Data to examine below:

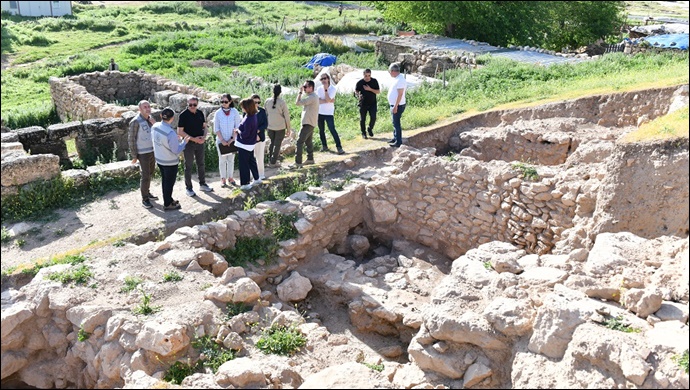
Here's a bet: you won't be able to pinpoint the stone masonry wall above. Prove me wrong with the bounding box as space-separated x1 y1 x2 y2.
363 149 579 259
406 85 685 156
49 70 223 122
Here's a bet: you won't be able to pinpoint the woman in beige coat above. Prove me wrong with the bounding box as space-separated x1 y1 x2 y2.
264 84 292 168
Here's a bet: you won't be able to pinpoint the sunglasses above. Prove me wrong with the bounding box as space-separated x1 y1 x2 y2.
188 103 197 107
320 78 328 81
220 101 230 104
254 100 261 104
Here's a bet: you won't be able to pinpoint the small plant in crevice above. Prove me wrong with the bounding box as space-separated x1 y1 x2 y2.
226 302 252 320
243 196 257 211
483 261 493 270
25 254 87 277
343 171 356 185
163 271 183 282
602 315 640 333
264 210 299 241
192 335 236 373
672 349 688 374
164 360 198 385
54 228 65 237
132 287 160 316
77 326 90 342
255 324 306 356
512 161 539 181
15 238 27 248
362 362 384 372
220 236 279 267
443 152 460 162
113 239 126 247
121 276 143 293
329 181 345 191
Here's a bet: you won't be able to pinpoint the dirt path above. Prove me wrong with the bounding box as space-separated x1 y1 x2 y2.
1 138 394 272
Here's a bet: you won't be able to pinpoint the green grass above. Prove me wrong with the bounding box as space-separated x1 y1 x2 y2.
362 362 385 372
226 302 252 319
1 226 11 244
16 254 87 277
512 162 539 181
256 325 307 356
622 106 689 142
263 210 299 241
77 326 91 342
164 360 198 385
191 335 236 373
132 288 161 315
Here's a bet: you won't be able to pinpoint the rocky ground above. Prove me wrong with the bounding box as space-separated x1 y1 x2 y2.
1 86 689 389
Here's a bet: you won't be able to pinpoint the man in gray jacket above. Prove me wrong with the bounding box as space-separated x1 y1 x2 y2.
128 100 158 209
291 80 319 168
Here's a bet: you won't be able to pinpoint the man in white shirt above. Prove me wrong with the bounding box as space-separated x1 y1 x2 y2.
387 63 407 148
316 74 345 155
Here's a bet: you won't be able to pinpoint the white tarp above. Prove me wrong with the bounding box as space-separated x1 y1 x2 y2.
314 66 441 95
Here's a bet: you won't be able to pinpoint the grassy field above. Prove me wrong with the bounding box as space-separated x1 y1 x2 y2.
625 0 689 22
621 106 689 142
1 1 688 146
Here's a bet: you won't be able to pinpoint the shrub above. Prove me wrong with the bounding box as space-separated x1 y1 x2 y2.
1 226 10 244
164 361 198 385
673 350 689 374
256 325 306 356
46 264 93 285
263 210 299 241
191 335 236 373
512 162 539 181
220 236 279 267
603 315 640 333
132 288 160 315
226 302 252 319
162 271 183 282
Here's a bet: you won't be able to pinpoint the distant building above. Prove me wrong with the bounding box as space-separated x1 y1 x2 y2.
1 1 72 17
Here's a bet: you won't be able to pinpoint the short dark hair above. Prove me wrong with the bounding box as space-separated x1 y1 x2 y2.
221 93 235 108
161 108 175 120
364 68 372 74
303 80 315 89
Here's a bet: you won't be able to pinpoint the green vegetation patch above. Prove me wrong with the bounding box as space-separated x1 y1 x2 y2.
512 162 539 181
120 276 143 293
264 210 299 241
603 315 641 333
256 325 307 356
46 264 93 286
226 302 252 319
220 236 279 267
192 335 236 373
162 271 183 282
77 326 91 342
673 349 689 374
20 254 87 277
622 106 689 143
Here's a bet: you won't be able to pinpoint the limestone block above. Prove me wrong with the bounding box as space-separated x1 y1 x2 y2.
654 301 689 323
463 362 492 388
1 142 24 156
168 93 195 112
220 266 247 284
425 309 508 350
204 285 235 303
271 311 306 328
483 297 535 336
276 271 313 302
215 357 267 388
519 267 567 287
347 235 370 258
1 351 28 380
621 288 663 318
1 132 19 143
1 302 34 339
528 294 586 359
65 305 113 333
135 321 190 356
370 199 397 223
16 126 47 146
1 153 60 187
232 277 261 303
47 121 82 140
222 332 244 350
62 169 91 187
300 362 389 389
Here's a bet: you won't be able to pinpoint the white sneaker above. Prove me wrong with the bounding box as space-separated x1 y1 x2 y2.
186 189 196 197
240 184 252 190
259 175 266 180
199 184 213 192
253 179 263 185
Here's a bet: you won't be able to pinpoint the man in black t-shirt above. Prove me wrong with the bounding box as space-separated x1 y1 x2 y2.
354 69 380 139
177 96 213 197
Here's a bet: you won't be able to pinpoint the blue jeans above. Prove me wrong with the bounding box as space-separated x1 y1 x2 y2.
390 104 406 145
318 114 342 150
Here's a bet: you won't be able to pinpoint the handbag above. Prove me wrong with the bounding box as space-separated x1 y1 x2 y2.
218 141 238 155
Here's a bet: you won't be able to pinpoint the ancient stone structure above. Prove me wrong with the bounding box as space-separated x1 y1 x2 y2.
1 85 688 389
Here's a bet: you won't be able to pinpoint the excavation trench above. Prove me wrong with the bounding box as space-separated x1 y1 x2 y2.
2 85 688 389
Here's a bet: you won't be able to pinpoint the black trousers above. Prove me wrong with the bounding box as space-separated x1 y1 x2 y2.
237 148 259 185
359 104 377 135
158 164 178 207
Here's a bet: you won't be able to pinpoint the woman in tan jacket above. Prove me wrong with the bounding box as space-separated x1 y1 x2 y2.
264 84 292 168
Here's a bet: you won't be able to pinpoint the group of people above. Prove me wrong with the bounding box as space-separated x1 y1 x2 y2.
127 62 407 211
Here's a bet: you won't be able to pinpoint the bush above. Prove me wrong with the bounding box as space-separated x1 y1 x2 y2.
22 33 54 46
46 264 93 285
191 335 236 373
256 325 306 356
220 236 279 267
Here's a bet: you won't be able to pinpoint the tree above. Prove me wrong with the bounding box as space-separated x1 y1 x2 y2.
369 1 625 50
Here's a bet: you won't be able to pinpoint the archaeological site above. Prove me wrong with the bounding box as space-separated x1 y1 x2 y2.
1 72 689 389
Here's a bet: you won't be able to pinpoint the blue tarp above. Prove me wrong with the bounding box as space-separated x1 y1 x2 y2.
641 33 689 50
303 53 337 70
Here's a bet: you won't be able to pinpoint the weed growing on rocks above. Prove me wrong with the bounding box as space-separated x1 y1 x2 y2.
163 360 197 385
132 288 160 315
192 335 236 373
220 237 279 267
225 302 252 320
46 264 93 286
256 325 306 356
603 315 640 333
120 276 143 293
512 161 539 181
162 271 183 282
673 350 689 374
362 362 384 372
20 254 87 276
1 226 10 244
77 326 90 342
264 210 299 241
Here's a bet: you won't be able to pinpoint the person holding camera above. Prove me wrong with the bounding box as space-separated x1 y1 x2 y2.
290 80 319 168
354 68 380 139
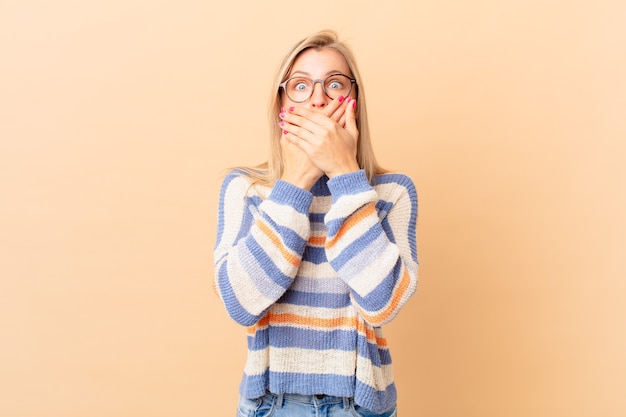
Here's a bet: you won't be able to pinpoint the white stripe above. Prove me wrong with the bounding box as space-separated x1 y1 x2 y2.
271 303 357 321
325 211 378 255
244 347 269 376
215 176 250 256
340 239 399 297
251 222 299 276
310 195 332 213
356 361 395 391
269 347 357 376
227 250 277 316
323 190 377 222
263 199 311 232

End of Data to examine.

- _Work to complete_
Repeat every line of the data above exactly, but drop the pictures.

- _Problem solution_
Here's a bet: you won't be able to pinpoint the stone masonry wall above. Prove me wrong with the bounding box as space-separated x1 y1 x2 y2.
363 149 579 259
406 85 685 156
49 70 223 122
Here's a bet: you won't be able to pinpoint the woman in beige coat above. Prove me wrong with the bounding box as space-separated x1 y1 x2 y2.
264 84 292 168
Here's a bet: you won't be able to pinpoint the sunglasses above. Prove me wrong with the bounding box as space-separated x1 y1 x2 y2.
188 103 197 107
320 78 328 81
220 101 230 104
254 100 261 104
Here's a bet: you won't be able to pinpoint the small plant in crevice above. Prove me wrong with the bounding box as space-separated x1 y1 x2 y2.
226 302 252 320
243 196 257 211
483 261 493 270
25 254 87 277
343 171 356 185
163 271 183 282
602 315 640 333
264 210 299 241
192 335 236 373
672 349 688 374
164 360 198 385
54 228 65 237
132 287 160 316
77 326 90 342
255 324 306 356
512 161 539 181
15 238 27 248
362 362 384 372
220 236 279 267
443 152 460 162
113 239 126 247
121 276 143 293
329 181 345 191
Here's a bet: you won't be able to pinpoint the dirt path above. Prove me wrong with the bounding box as space-separated x1 y1 x2 y2.
1 138 394 272
Here's a bet: you won't be able to pinpoint the green grass above. Prove me wrong with the bounding box as space-separated x1 y1 x2 y2.
362 362 385 372
226 302 252 319
1 226 11 244
16 254 87 277
512 162 539 181
256 325 307 356
622 106 689 142
263 210 299 241
77 326 91 342
164 360 198 385
191 335 236 373
132 288 161 315
Here's a bet: you won't be able to pinpoint the rocky ground above. Prove me wrong with the bounding box as space-separated x1 y1 x2 y2.
1 86 689 389
Here's a bet: you won't be able to pinpoint the man in gray jacket above. Prove me wrong with the bounding box as space-separated x1 y1 x2 y2.
128 100 158 209
291 80 319 168
Here's a bet: you won't be able to pinpoint the man in white shirt above. Prove me wrong with the bounding box as space-separated x1 y1 x2 y2.
387 63 407 148
316 74 345 155
Here's a bet: you won't be able to pinpoint the white tarp above. Prove me wrong with the bounding box as space-separated x1 y1 x2 y2.
314 66 441 95
Here's a bet: you won't be able to pinpoint the grassy field above. Prove me wrong with the bounding box as space-separated x1 y1 x2 y2.
625 0 689 22
621 106 689 142
1 1 688 146
Here's a bet: you won't be able to pinpoint the shrub above. Prove me wrong with the bounding box as space-separated x1 y1 x2 y2.
1 226 10 244
164 361 198 385
673 350 689 374
256 325 306 356
46 264 93 285
263 210 299 241
191 335 236 373
512 162 539 181
220 236 279 267
603 315 640 333
132 288 160 315
226 302 252 319
162 271 183 282
Here's a bet: you won't be able to pinpoint the distant building above. Prove me wrong with the bounding box as space-separated x1 y1 x2 y2.
1 1 72 17
Here's a bet: you won't be able to pinpoint the short dark hair above. Prove me wrong with the bounding box as space-separated x1 y1 x2 y2.
221 93 235 108
161 108 175 120
364 68 372 74
303 80 315 89
Here's a bet: you won't be able to pinpoint the green vegetation patch above. Prove me wrong with the bounding box as space-separated x1 y1 x2 y2.
512 162 539 181
120 276 143 293
264 210 299 241
603 315 641 333
256 325 307 356
46 264 93 286
226 302 252 319
220 236 279 267
192 335 236 373
162 271 183 282
77 326 91 342
673 349 689 374
20 254 87 277
622 106 689 143
Here's a bet: you won't be able to pinpoint the limestone block above. Prove me wrong with the bounding box as space-separated x1 y1 x2 y2.
654 301 689 323
463 362 492 388
1 142 24 156
168 93 195 112
220 266 247 284
425 309 508 350
204 285 235 303
271 311 306 328
483 297 535 336
276 271 313 302
215 357 267 388
519 267 567 287
347 235 370 258
1 351 28 380
621 288 663 318
1 132 19 143
1 302 34 339
528 294 586 359
65 305 113 333
135 321 190 356
370 199 397 223
16 126 47 146
1 153 60 187
232 277 261 303
47 121 82 140
222 332 244 350
62 169 91 187
300 362 389 389
Here's a bet: you won't be able to pinpoint the white sneaker above. Prove me wrong with the bounding box as space-separated x1 y1 x2 y2.
186 189 196 197
240 184 252 190
259 175 266 180
199 184 213 192
253 179 263 185
Here's a bet: you won't be able to pinpoint the man in black t-shirt above. Prove me wrong with the bounding box as space-separated x1 y1 x2 y2.
354 69 380 139
177 96 213 197
Here's a bet: you won't be able to pinpoint the blue jeans above. Prove me wrong with the bounding box as space-separated x1 y1 x2 y2.
390 104 406 145
318 114 342 150
Here's a bet: you won't be able to pinpoint the handbag above. Prove me wrong with the bounding box as space-separated x1 y1 x2 y2.
218 141 238 155
Here's a bet: you won't be able to pinpoint the ancient stone structure above. Prove me wrong with the bounding box as space-separated x1 y1 x2 y2.
1 85 688 389
Here's a bet: you won't be able to pinpoint the excavation trench above. Prove me wrong with the bounding box as space-separated x1 y1 x2 y2.
2 85 688 389
Here's a bet: you won't be able to pinpoint the black trousers above. Prove me wrong with the bounding box as space-separated x1 y1 x2 y2.
237 148 259 185
359 104 377 135
158 164 178 207
Here's a bet: you won't be able to pinpoint the woman in tan jacket above. Prove me wrong with the bounding box as space-separated x1 y1 x2 y2.
264 84 292 168
Here's a bet: you won't be able to pinpoint the group of people above. Prove me wrong with the bounding box as space-separated x1 y1 x2 y2.
127 62 407 211
Here's a bet: you won't be able to pinpoint the bush above. Prove me wrong with the bounding box as space-separated x1 y1 x2 y2.
22 33 54 46
46 264 93 285
191 335 236 373
256 325 306 356
220 236 279 267
Here's a bet: you won't be able to pinpoint the tree above. Prove me wrong with the bounding box as space-separated x1 y1 x2 y2.
369 1 625 50
Here's a bet: you won't be able to pinpoint the archaeological site above. Prove me wrong with the bounding box as space-separated x1 y1 x2 y2.
1 72 689 389
Here's a bet: you won't be able to pinpoint the blue tarp above. Prove me wrong with the bounding box as space-separated x1 y1 x2 y2.
641 33 689 50
303 53 337 70
Here's a bet: you won't be able to pinpoint the weed growing on rocks above. Prove me wrong with the bounding box as space-separated x1 y1 x2 y2.
163 360 197 385
132 288 160 315
192 335 236 373
220 237 279 267
225 302 252 320
46 264 93 286
256 325 306 356
603 315 640 333
120 276 143 293
512 161 539 181
162 271 183 282
673 350 689 374
362 362 384 372
20 254 87 276
1 226 10 244
77 326 90 342
264 210 299 241
Here's a bet: you won't be able to pinpoint the person holding camera above. Prove me wrong with the bounding box as space-separated x1 y1 x2 y2.
290 80 319 168
354 68 380 139
Here's a bet: you won't be able to pinpoint the white stripe above. Prove me wrong with the bounding box as space-separated x1 y1 x2 y2.
271 303 357 321
325 211 378 255
244 347 269 376
215 176 250 256
340 239 399 297
251 222 299 276
310 195 332 213
356 361 395 391
269 347 357 376
227 250 277 316
323 190 377 222
263 199 311 232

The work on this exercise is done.